+++ Items

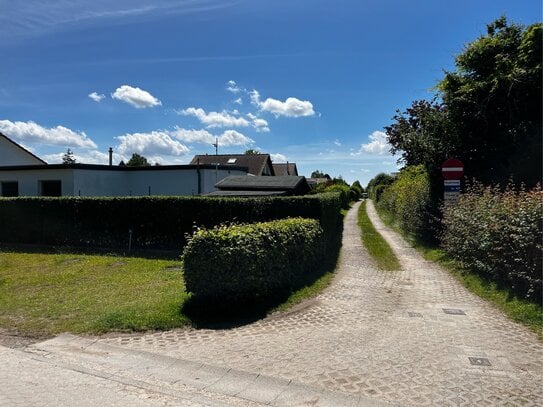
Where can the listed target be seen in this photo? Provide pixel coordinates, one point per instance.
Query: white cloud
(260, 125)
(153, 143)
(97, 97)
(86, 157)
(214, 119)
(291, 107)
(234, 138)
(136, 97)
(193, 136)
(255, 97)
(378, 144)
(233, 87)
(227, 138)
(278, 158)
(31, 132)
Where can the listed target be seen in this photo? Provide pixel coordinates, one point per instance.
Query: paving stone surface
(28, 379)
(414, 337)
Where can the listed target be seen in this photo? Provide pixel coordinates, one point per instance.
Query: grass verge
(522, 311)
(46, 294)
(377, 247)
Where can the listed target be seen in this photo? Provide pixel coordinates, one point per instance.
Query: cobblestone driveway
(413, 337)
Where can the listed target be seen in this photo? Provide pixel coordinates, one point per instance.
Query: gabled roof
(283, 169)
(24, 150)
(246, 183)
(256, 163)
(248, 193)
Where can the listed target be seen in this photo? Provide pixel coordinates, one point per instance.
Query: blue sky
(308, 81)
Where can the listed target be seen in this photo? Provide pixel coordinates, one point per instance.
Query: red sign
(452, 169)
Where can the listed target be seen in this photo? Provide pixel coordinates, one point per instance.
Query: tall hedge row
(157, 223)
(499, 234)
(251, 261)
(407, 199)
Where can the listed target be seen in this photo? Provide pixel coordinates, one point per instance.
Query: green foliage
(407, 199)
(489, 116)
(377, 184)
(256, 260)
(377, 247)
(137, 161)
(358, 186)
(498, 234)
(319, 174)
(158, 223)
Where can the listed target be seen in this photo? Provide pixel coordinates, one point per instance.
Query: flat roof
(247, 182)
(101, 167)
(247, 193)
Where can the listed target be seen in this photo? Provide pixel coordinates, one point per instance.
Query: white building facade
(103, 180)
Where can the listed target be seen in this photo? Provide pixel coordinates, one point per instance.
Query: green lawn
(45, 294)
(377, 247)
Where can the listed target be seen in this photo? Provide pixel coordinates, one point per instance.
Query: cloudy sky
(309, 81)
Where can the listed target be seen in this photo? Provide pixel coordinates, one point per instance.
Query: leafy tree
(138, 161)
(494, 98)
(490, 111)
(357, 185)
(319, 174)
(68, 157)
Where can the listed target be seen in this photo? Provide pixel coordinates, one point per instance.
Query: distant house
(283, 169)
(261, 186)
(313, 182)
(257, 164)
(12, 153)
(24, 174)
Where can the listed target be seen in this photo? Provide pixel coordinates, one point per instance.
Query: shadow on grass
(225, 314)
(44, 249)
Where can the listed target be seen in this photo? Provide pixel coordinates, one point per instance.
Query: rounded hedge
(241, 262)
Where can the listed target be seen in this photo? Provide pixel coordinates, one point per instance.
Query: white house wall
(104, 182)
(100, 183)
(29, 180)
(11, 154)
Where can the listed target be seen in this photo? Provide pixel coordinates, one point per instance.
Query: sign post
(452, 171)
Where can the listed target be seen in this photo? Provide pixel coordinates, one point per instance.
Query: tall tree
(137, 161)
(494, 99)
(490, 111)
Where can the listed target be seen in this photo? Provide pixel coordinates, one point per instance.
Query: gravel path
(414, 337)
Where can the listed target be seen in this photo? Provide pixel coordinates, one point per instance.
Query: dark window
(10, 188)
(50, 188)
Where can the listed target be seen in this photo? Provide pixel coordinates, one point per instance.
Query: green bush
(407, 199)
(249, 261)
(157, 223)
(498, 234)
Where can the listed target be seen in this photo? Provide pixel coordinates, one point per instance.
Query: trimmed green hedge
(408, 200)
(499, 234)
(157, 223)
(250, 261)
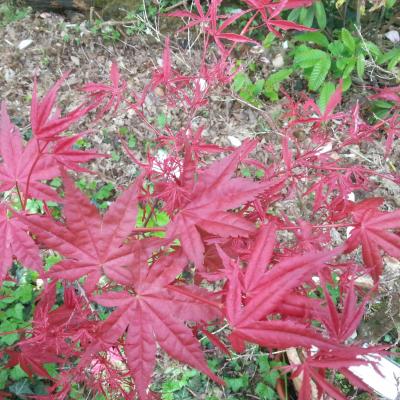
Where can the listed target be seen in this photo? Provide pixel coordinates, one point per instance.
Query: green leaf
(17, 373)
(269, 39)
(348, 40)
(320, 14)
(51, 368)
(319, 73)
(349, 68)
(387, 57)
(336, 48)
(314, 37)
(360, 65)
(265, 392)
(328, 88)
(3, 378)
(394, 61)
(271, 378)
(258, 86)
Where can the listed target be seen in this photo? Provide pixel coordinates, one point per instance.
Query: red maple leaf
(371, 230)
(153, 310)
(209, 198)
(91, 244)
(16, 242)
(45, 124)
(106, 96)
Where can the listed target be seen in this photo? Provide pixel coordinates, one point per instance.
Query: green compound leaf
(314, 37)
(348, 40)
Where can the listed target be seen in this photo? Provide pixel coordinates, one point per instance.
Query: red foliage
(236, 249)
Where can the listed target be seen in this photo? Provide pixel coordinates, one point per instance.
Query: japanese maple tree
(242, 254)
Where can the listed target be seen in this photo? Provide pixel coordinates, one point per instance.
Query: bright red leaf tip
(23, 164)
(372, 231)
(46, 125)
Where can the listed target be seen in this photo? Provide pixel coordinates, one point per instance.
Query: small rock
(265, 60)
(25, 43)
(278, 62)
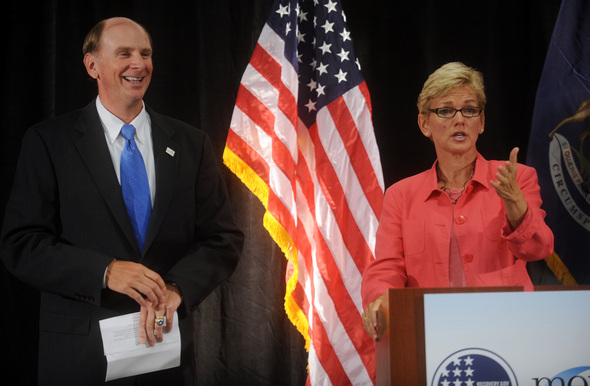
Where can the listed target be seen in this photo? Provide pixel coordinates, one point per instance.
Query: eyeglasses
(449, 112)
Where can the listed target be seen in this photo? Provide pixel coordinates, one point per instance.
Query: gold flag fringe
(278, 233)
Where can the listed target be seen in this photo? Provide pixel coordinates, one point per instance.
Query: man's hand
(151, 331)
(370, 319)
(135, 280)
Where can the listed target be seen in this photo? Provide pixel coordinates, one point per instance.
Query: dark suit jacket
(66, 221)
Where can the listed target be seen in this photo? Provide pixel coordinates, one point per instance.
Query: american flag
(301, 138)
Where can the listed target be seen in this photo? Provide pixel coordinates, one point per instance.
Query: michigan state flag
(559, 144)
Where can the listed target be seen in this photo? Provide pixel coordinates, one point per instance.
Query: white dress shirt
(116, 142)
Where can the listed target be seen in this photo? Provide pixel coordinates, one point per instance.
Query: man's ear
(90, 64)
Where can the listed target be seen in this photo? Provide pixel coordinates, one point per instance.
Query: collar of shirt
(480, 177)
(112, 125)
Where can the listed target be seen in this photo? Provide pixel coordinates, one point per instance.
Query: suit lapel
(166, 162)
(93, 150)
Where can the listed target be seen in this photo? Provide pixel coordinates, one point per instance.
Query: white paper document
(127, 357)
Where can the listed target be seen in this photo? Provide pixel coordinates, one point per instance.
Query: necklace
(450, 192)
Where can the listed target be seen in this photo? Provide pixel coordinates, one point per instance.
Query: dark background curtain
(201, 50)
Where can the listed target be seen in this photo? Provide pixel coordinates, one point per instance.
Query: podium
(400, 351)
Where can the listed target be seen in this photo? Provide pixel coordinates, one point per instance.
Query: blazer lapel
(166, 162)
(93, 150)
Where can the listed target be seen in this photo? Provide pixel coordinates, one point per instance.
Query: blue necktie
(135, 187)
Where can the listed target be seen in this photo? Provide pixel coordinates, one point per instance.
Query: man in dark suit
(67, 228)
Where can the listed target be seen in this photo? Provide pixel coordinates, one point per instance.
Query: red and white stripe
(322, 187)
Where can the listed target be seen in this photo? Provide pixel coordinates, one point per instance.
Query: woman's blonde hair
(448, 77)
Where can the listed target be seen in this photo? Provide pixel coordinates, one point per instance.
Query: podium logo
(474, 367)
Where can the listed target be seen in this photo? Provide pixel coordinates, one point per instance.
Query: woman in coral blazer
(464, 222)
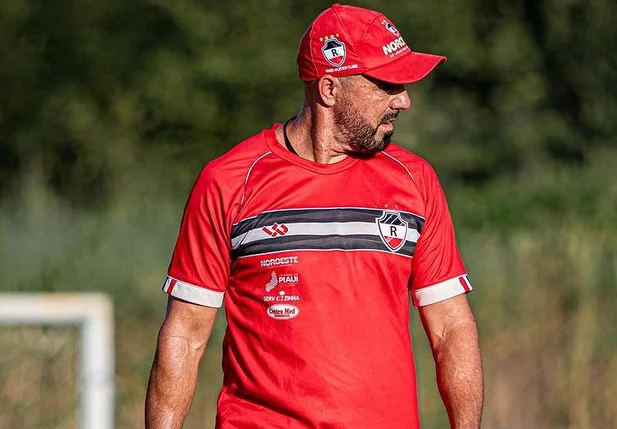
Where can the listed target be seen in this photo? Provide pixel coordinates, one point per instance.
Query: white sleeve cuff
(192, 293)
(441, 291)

++++++
+++ Items

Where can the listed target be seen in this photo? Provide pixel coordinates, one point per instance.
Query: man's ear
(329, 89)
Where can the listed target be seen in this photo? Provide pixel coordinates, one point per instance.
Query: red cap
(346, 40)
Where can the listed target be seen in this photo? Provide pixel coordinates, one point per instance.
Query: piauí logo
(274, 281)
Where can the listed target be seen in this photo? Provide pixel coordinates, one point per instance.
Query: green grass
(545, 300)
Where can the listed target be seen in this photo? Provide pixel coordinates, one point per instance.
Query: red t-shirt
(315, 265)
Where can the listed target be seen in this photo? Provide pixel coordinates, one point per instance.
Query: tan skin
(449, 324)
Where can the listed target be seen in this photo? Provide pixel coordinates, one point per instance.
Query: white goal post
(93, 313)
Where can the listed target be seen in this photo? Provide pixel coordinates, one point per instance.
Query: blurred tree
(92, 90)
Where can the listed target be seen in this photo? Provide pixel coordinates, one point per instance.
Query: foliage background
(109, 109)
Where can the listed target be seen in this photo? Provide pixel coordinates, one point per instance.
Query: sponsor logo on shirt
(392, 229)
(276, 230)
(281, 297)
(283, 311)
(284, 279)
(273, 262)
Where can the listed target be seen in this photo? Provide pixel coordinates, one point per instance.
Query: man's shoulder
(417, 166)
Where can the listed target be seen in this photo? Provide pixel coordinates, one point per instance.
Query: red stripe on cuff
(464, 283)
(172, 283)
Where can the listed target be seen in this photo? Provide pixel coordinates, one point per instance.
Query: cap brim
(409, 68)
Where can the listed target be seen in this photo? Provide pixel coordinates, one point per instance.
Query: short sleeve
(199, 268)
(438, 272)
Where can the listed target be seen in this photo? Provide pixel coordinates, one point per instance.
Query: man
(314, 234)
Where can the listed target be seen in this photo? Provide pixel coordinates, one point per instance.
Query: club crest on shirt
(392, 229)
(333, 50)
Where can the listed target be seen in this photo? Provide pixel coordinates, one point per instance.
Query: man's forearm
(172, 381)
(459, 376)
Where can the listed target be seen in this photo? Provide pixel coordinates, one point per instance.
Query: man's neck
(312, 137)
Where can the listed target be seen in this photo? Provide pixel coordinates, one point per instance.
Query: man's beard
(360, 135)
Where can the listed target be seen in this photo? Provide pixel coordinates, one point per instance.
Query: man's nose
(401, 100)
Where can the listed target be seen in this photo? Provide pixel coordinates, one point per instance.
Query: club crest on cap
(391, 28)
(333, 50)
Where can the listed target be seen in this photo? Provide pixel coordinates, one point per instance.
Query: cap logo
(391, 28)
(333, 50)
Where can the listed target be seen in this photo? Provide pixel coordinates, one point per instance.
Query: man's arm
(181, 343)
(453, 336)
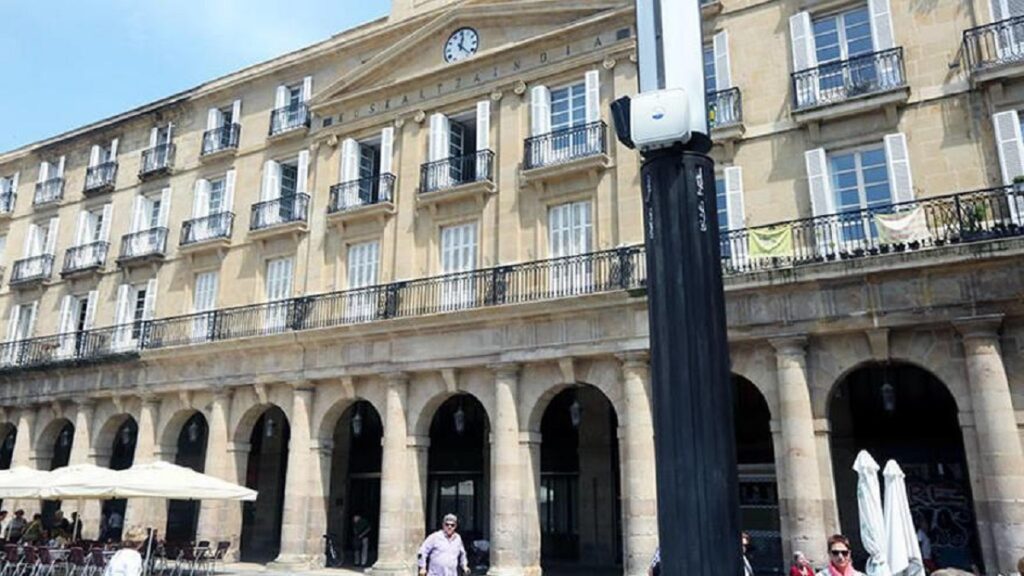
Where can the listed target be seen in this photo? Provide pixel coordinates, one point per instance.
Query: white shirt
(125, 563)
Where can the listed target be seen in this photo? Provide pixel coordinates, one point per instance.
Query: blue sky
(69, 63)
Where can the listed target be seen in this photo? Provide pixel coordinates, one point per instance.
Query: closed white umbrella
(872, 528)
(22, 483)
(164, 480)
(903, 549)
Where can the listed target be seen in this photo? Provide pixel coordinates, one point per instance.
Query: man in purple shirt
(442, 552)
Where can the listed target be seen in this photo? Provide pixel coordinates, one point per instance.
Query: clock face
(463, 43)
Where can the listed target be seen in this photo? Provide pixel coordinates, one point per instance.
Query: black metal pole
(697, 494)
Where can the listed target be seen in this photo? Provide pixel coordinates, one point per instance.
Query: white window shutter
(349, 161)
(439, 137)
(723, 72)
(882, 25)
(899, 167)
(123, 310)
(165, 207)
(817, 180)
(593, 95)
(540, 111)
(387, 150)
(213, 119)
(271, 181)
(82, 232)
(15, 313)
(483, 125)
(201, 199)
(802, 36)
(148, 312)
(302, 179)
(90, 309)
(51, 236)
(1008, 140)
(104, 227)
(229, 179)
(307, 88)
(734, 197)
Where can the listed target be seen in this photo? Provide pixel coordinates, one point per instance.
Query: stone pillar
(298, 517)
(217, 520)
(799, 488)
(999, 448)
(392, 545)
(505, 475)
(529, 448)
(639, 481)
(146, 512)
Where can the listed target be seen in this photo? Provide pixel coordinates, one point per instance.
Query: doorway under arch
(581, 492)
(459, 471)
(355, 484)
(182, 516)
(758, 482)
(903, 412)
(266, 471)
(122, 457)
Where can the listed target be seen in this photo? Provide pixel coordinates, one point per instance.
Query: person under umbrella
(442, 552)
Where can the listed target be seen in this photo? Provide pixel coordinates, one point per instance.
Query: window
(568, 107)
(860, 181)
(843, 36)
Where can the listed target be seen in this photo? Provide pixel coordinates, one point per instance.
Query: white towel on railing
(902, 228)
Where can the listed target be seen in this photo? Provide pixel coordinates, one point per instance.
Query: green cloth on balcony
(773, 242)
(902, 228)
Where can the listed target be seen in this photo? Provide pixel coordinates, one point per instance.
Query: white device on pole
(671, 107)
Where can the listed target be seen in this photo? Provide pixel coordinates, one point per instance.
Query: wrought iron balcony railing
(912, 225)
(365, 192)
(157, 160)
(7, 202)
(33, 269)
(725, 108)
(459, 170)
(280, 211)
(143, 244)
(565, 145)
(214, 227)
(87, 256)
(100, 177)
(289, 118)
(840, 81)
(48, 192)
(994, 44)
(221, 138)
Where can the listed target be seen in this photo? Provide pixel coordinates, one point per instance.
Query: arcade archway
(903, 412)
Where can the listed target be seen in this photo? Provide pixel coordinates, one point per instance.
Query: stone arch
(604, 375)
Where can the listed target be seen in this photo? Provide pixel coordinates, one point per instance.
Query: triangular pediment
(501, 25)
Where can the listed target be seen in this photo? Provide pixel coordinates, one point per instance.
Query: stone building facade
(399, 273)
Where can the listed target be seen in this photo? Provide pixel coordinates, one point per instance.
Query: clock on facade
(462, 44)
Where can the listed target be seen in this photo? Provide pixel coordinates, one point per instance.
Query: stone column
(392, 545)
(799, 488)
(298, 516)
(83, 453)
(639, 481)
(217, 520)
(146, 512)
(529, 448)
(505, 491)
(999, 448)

++++++

Uit te voeren: Verzamel elke regel uit de records waarin het woord "facade" voorkomt, en houd daarbij rekening met hoofdletters en kleine letters.

Het antwoord:
Query: white building facade
Query: stone building facade
Query: clock on facade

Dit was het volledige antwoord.